**Required work**
Copy only the lines between the one holding "Where can you find the white tail" and the one holding "pixel 367 237", inclusive, requests and all. Scale every x and y coordinate in the answers by 0.5, rounding to whole numbers with halves going up.

**Record list**
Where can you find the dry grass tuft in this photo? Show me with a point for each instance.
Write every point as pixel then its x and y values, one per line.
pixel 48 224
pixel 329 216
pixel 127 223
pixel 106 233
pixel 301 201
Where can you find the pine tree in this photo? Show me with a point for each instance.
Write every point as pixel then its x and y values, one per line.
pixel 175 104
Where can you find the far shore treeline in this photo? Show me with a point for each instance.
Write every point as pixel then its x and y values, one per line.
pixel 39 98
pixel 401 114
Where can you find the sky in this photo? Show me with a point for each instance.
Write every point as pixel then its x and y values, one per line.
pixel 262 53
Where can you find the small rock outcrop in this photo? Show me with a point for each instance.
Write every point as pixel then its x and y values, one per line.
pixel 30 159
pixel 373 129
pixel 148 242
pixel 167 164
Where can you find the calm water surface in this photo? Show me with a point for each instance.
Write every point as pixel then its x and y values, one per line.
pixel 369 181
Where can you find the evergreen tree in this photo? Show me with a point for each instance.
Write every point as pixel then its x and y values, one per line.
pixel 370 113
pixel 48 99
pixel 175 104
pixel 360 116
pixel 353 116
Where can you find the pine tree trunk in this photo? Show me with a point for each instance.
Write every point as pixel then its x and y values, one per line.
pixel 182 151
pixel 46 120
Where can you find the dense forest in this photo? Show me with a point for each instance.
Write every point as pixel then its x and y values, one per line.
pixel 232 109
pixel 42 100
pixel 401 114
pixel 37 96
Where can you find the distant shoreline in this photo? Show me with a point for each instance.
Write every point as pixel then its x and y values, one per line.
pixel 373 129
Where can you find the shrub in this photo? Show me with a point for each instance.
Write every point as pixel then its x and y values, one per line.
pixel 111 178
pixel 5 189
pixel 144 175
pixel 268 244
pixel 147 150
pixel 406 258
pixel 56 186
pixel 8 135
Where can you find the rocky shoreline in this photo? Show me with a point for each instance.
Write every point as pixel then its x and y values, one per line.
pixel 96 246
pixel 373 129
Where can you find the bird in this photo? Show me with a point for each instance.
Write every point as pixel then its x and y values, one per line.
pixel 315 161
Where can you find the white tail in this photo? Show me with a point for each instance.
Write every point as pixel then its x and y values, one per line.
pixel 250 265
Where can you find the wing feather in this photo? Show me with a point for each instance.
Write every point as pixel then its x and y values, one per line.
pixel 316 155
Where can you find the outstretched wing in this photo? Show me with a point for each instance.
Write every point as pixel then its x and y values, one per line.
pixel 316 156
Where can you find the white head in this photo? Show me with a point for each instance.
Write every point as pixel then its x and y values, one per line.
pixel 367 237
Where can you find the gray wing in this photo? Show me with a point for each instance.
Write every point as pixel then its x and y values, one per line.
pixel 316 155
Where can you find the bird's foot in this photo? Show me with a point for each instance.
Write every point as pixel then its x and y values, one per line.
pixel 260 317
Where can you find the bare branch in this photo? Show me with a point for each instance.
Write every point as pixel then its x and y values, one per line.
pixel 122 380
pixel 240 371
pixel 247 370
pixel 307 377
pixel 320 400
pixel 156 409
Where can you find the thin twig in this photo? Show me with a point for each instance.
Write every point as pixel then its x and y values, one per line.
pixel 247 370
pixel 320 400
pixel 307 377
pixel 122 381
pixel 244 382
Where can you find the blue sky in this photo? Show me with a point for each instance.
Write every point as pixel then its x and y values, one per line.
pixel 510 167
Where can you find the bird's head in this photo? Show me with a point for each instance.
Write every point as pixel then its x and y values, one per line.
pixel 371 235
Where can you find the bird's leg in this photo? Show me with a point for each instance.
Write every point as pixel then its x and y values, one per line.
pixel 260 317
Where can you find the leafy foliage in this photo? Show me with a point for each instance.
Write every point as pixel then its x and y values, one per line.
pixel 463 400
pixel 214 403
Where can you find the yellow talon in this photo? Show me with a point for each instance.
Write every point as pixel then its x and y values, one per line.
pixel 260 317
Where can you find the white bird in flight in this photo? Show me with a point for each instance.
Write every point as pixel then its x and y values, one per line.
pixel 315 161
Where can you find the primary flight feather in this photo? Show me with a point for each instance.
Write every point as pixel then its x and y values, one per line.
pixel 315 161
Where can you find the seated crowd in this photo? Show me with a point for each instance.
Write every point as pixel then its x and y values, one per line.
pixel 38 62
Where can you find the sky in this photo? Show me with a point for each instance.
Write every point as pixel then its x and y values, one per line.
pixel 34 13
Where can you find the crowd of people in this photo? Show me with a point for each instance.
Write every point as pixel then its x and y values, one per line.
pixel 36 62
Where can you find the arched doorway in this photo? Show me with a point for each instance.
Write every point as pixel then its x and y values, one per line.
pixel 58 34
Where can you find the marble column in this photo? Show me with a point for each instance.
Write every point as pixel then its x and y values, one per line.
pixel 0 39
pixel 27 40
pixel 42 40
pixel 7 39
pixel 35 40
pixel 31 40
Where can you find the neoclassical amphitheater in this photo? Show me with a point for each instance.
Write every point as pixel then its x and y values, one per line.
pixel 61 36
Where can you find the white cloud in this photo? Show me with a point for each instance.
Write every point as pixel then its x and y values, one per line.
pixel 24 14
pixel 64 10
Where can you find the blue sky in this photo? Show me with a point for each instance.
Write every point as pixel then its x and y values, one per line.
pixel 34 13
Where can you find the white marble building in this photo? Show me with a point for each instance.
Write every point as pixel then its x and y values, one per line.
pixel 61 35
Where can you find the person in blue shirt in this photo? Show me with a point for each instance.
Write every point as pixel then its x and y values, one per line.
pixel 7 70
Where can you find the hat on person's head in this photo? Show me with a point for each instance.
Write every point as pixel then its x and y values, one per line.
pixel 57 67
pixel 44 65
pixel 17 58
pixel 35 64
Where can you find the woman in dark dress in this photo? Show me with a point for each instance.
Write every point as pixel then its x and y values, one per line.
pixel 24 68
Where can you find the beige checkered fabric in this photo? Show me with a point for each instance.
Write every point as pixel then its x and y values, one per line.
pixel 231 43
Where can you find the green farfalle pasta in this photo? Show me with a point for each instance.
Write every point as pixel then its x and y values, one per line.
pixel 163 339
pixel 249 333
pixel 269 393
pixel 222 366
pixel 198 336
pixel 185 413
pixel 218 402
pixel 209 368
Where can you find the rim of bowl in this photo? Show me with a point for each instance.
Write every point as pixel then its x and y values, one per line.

**Task solution**
Where can you find the white tail in this photo? Show me with a point for each instance.
Write every point as pixel then its x and y values, one per line.
pixel 125 133
Where can you find the wing feather in this photo? Show me with a point for each instance.
Write every point as pixel then its x and y values, one per line.
pixel 158 78
Where can you find the outstretched wing in this photo? Show me with a point for each instance.
Write every point as pixel then its x and y values, one per line.
pixel 158 78
Where can you find the white head in this photo? Show me with a point for each instance.
Write every point as pixel then its x and y values, one per line.
pixel 184 119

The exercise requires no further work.